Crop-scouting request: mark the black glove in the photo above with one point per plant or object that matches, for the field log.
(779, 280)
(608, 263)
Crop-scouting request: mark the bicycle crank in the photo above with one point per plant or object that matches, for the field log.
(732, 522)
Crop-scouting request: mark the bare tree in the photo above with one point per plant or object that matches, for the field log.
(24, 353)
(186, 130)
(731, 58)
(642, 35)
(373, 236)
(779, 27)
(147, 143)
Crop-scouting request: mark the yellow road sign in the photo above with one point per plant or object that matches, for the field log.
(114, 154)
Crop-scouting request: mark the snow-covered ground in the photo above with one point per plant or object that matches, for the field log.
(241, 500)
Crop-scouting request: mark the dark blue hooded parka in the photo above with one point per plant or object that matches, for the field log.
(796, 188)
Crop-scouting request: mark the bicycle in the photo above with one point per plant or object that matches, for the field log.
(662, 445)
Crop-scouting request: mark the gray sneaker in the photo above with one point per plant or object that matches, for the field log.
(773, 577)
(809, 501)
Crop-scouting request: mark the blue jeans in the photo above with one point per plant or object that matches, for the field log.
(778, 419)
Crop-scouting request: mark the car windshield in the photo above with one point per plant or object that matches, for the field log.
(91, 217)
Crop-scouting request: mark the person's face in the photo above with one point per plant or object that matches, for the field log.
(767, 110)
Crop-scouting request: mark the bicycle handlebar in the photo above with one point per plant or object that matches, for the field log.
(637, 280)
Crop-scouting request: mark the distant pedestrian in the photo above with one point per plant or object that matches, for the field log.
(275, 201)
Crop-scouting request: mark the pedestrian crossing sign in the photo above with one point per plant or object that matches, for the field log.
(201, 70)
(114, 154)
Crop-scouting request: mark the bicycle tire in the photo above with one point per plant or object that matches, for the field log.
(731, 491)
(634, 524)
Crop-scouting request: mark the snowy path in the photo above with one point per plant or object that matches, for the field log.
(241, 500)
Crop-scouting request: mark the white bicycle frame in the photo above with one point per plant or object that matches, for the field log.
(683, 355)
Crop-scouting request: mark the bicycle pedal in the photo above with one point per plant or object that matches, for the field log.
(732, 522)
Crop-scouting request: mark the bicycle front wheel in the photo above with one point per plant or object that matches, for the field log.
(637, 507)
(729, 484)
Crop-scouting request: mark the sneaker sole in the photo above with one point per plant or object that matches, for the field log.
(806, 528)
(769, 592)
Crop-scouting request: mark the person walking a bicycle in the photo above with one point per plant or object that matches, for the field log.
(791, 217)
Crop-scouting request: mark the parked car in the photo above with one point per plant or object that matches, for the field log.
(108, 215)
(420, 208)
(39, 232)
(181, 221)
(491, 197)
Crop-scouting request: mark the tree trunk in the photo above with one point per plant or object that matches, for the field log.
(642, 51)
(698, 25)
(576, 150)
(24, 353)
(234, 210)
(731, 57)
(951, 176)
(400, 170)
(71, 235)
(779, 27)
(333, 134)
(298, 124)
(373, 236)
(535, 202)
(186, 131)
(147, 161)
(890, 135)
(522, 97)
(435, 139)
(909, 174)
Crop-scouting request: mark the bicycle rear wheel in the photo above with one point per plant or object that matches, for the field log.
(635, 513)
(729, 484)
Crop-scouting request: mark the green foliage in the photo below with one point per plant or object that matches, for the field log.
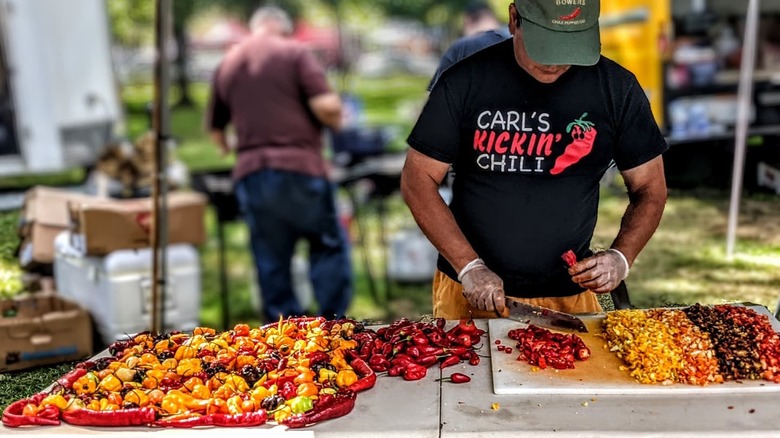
(132, 21)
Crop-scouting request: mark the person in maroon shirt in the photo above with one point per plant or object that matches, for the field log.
(276, 96)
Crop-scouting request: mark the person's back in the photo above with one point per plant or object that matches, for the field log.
(481, 29)
(266, 81)
(277, 97)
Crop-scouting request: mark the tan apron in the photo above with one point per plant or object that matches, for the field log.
(449, 302)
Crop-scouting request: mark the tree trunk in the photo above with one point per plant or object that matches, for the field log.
(182, 76)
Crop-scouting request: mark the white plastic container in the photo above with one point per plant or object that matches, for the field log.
(116, 289)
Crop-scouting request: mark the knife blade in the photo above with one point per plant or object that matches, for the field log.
(542, 316)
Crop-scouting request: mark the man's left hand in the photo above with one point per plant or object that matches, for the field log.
(601, 273)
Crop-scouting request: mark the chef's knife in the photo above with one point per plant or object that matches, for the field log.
(542, 316)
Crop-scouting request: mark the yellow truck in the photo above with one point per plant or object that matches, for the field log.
(636, 34)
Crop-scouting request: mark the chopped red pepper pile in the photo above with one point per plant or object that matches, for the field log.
(296, 372)
(541, 347)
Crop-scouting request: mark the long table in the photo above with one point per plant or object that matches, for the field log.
(431, 408)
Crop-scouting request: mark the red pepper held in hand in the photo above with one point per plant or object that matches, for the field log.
(570, 258)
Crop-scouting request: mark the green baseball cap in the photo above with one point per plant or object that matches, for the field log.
(561, 32)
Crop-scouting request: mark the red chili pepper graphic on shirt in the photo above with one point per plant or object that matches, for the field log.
(571, 16)
(583, 136)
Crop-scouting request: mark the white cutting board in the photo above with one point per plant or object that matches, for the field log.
(600, 374)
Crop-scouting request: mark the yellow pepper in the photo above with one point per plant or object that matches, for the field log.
(185, 352)
(307, 389)
(306, 375)
(138, 397)
(345, 378)
(188, 367)
(201, 391)
(326, 375)
(234, 405)
(237, 383)
(204, 331)
(283, 413)
(55, 399)
(259, 394)
(86, 384)
(149, 359)
(163, 345)
(169, 364)
(111, 383)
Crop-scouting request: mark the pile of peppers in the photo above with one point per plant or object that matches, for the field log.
(407, 349)
(297, 372)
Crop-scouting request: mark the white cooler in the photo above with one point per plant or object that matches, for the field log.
(116, 289)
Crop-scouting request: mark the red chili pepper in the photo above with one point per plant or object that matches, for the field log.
(459, 378)
(427, 361)
(288, 390)
(415, 372)
(124, 417)
(379, 363)
(583, 136)
(419, 339)
(435, 338)
(367, 375)
(317, 357)
(570, 258)
(396, 370)
(413, 351)
(464, 339)
(68, 379)
(450, 361)
(468, 326)
(247, 419)
(326, 408)
(13, 417)
(458, 351)
(426, 350)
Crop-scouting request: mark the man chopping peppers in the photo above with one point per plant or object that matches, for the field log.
(529, 127)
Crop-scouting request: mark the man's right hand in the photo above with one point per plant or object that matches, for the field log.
(484, 289)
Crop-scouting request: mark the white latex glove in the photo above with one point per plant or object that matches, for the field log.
(602, 272)
(482, 287)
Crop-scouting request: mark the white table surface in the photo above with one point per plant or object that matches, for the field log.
(427, 408)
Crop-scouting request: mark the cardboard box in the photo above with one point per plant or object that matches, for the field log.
(45, 215)
(42, 329)
(101, 227)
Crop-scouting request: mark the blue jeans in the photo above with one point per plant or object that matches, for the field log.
(281, 208)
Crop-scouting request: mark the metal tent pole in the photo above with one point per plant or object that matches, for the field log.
(161, 128)
(744, 97)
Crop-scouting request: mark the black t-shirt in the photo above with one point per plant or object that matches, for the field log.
(528, 158)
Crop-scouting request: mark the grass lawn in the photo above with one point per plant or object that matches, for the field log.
(684, 263)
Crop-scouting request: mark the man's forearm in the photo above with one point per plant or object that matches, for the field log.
(436, 221)
(639, 222)
(219, 138)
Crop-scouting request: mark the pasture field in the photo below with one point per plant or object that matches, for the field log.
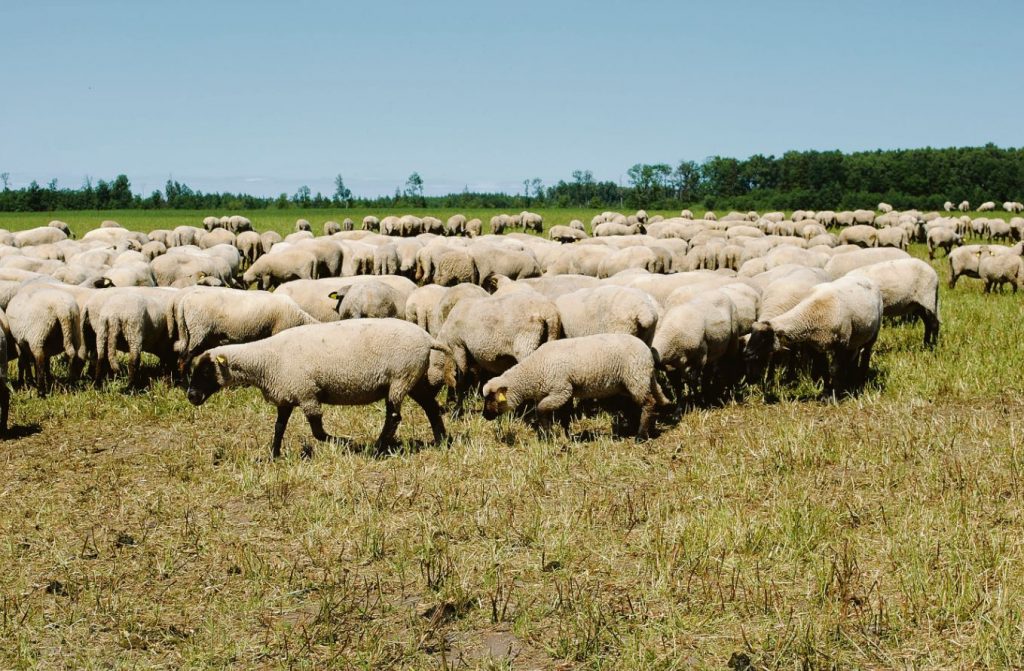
(284, 220)
(778, 531)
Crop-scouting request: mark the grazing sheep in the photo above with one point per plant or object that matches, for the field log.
(350, 363)
(273, 269)
(692, 338)
(368, 299)
(942, 238)
(839, 320)
(842, 263)
(998, 269)
(131, 320)
(909, 287)
(205, 317)
(601, 367)
(45, 321)
(608, 309)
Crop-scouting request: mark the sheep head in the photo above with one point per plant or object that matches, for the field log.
(209, 375)
(496, 399)
(760, 345)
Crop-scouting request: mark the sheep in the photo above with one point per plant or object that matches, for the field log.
(133, 320)
(892, 237)
(909, 287)
(45, 321)
(942, 238)
(997, 269)
(608, 309)
(599, 367)
(420, 306)
(839, 320)
(692, 338)
(41, 236)
(613, 228)
(312, 295)
(366, 299)
(489, 335)
(273, 269)
(350, 363)
(842, 263)
(269, 239)
(206, 317)
(860, 235)
(566, 234)
(137, 274)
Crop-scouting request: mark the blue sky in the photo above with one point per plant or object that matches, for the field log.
(263, 97)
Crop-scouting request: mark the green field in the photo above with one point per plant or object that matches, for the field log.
(284, 220)
(879, 532)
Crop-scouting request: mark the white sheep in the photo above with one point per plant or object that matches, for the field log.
(600, 367)
(350, 363)
(909, 288)
(839, 320)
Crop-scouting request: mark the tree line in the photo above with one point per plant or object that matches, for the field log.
(922, 177)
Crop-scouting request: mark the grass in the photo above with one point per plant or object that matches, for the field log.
(883, 531)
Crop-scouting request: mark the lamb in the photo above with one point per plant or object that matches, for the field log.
(842, 263)
(132, 320)
(608, 309)
(45, 321)
(942, 238)
(313, 295)
(909, 287)
(998, 269)
(357, 362)
(600, 367)
(273, 269)
(368, 299)
(692, 337)
(489, 335)
(839, 320)
(207, 317)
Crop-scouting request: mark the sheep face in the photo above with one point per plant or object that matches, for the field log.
(495, 401)
(206, 379)
(759, 348)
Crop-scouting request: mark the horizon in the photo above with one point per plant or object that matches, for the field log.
(256, 100)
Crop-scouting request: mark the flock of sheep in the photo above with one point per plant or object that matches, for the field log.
(612, 315)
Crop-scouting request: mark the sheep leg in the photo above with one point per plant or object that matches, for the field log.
(284, 413)
(425, 399)
(316, 426)
(4, 406)
(392, 417)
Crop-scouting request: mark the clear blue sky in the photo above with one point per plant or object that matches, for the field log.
(264, 96)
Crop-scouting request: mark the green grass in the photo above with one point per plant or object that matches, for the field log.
(883, 531)
(284, 220)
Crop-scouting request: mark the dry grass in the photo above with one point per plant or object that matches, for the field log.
(881, 532)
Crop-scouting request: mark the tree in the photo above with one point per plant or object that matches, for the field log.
(342, 195)
(302, 197)
(414, 185)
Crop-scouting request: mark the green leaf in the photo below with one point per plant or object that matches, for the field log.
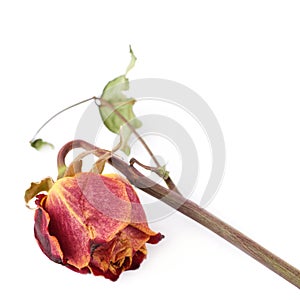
(39, 144)
(117, 109)
(162, 172)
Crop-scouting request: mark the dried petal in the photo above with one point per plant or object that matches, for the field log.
(88, 223)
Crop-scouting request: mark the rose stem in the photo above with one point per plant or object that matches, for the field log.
(195, 212)
(54, 116)
(169, 182)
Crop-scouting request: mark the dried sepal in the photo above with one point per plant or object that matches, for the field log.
(37, 187)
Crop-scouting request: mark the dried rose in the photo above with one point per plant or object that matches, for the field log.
(92, 223)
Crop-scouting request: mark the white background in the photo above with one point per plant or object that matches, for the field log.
(242, 57)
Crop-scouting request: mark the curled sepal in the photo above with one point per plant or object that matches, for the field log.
(37, 187)
(40, 144)
(116, 108)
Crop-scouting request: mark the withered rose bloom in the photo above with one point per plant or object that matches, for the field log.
(93, 223)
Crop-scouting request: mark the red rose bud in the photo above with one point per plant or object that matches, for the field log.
(93, 224)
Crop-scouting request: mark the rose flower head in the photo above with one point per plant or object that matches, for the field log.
(91, 223)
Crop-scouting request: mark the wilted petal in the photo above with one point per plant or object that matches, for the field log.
(49, 244)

» SHORT TASK
Your task is to transcribe the line containing "Crop-scouting request: mark the white background" and every line after it, through the last line of the data, exactly as written and with nothing more.

» SOLUTION TO THIS PROBLEM
Crop-scouting request: mark the white background in the photo above with one point per plant or object that matches, for the field log.
(242, 57)
Crop-scouting request: mark the curled sepal in the photo above with one point per plant or object that matches, for the field log.
(37, 187)
(40, 144)
(116, 108)
Crop-scouting request: mark the withered rose bloom in the photo above with one point per plant or object that matches, for the field log.
(93, 223)
Crop-scouting request: mark the red rose bud in the photo above with one point per plant or object that matches, for the field log.
(93, 224)
Crop-scouting request: mark the rose flower head in the photo above with one point per plant or object that matches, for the field log.
(91, 223)
Crop-scouting request: mark the wilted petal in the photo above with one point per plant or object that matches, for the field log.
(49, 244)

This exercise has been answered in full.